**EXERCISE REQUIREMENTS**. Print verbatim the lines of the records below, starting with the line that contains "task: outline the blue rain cover" and going on through the line that contains "216 200 L 216", with both of those lines included.

-- Start of RECORDED INFORMATION --

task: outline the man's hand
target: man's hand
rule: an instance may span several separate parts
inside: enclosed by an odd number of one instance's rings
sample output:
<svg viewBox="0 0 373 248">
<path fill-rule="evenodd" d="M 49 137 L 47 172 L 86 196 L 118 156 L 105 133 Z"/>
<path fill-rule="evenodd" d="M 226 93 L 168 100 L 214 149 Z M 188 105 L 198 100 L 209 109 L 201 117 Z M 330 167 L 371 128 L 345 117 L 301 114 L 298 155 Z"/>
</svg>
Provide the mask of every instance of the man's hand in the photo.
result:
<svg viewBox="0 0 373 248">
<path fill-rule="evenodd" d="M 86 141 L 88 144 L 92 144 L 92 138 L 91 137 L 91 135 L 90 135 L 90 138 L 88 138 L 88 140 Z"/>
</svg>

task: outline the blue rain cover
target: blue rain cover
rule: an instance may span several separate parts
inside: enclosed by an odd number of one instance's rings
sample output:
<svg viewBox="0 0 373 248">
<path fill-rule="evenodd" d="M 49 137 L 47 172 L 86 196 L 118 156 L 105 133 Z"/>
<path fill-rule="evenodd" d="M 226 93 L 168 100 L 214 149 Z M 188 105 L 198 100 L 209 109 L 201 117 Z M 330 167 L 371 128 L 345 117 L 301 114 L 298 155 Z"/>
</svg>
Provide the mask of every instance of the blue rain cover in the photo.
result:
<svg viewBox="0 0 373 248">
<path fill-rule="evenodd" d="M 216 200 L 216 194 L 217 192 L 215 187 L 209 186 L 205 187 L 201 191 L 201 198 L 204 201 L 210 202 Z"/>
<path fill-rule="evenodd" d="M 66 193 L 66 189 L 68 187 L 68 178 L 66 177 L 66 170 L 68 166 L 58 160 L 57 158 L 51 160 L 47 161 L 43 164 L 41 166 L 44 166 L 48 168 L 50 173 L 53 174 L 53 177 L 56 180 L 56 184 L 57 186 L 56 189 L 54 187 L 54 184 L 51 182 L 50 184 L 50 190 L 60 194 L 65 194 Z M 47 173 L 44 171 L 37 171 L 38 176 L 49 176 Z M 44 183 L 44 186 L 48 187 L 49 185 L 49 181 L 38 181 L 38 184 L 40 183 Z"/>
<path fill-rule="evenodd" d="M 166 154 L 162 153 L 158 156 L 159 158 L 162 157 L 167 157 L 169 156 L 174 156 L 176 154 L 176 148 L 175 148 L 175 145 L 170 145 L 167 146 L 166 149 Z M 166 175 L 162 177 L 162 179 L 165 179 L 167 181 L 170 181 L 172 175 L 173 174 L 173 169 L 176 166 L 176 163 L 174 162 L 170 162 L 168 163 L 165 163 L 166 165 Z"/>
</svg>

-- End of RECORDED INFORMATION --

**WRITTEN SOLUTION**.
task: outline the blue rain cover
target: blue rain cover
rule: an instance may span several separate parts
inside: enclosed by an odd number of one instance's rings
sample output:
<svg viewBox="0 0 373 248">
<path fill-rule="evenodd" d="M 49 137 L 47 172 L 86 196 L 118 156 L 105 133 Z"/>
<path fill-rule="evenodd" d="M 226 93 L 168 100 L 214 149 Z M 188 105 L 198 100 L 209 109 L 201 117 Z M 330 167 L 371 128 L 345 117 L 301 114 L 298 155 Z"/>
</svg>
Provide the mask of every instance of the blue rain cover in the photo.
result:
<svg viewBox="0 0 373 248">
<path fill-rule="evenodd" d="M 216 200 L 216 194 L 217 192 L 215 187 L 209 186 L 205 187 L 201 191 L 201 198 L 204 201 L 210 202 Z"/>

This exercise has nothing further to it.